• PROBLEM TO WORK ON: Only the lines from the one containing "peninsula in the photo above." through the last line below belong in your copy; transcribe them exactly and omit any pictures.
*** GIVEN DATA ***
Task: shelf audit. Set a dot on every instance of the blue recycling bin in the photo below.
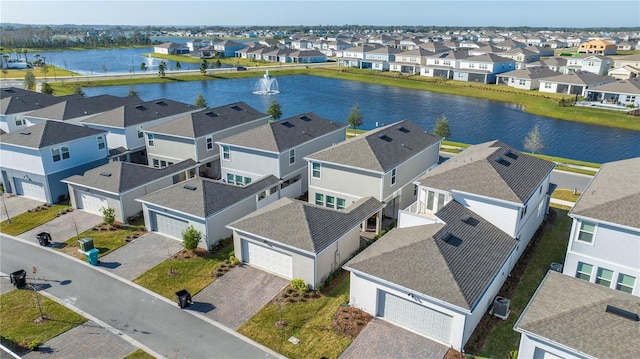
(92, 256)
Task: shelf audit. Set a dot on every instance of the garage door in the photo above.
(169, 226)
(413, 316)
(30, 189)
(267, 259)
(90, 202)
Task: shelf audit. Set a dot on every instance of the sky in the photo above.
(538, 13)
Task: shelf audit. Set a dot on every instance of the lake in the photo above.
(471, 120)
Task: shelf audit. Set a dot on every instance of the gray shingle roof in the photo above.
(284, 134)
(476, 170)
(572, 312)
(208, 197)
(80, 107)
(381, 149)
(48, 133)
(456, 271)
(305, 225)
(613, 195)
(209, 120)
(140, 112)
(125, 176)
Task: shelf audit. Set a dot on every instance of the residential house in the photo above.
(296, 239)
(126, 125)
(118, 184)
(605, 235)
(382, 163)
(193, 136)
(279, 149)
(207, 205)
(570, 318)
(35, 159)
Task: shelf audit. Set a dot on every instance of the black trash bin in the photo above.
(184, 298)
(19, 278)
(44, 238)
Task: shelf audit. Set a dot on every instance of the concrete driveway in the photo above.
(381, 339)
(236, 296)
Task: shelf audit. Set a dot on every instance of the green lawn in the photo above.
(551, 248)
(308, 321)
(192, 273)
(18, 312)
(30, 220)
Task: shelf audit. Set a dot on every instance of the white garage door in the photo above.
(267, 259)
(33, 190)
(169, 226)
(411, 315)
(90, 202)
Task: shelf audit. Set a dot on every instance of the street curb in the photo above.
(154, 294)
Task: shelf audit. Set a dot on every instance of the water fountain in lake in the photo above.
(267, 85)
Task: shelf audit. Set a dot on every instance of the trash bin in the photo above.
(92, 256)
(19, 278)
(184, 298)
(43, 238)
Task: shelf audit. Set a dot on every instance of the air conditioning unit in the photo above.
(501, 308)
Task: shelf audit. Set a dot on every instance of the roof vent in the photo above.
(623, 313)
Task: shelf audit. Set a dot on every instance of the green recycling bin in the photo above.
(92, 256)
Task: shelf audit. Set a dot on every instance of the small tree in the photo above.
(274, 110)
(355, 118)
(534, 142)
(442, 127)
(200, 101)
(191, 238)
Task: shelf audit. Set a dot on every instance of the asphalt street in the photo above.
(154, 322)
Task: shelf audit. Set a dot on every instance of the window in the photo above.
(226, 153)
(101, 143)
(151, 140)
(585, 233)
(315, 170)
(331, 201)
(626, 283)
(584, 271)
(604, 277)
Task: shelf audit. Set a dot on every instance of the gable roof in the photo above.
(118, 177)
(48, 133)
(476, 170)
(572, 313)
(304, 225)
(284, 134)
(381, 149)
(613, 195)
(140, 112)
(209, 120)
(457, 270)
(208, 197)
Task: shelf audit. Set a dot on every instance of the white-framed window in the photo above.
(292, 156)
(584, 271)
(101, 143)
(151, 140)
(315, 169)
(604, 277)
(226, 153)
(625, 283)
(586, 231)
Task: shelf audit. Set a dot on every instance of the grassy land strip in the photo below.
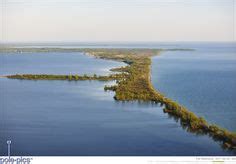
(134, 83)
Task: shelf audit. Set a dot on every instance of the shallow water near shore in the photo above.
(202, 80)
(79, 118)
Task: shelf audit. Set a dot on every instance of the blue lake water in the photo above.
(54, 63)
(79, 118)
(203, 80)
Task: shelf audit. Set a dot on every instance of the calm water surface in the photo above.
(203, 80)
(79, 118)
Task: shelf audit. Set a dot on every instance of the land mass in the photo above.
(133, 82)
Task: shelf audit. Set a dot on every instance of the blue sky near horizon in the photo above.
(117, 20)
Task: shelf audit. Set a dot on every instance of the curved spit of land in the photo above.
(133, 83)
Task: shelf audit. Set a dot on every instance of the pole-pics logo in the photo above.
(13, 160)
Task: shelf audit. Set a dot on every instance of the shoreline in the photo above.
(136, 84)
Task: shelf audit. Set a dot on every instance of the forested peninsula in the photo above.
(133, 83)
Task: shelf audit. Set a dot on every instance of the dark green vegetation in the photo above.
(133, 83)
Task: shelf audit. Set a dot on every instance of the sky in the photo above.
(117, 20)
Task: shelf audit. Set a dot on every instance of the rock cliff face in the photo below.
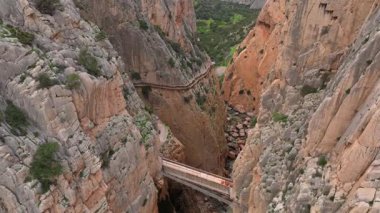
*** End of GIVEN DATA ***
• OUTPUT OF THE EXERCISE:
Task: shelf audit. Set a dot on every instance of the forested peninsula in the photo above.
(133, 83)
Task: shelf audit. Set a dot on every instance of the dark green vegetation in the photo above.
(133, 83)
Task: shelf audit. Set a dot on every instance of the sky in the photo above.
(117, 20)
Task: shelf audit. Set a dot on every instance of the rock cliff face in the photo below.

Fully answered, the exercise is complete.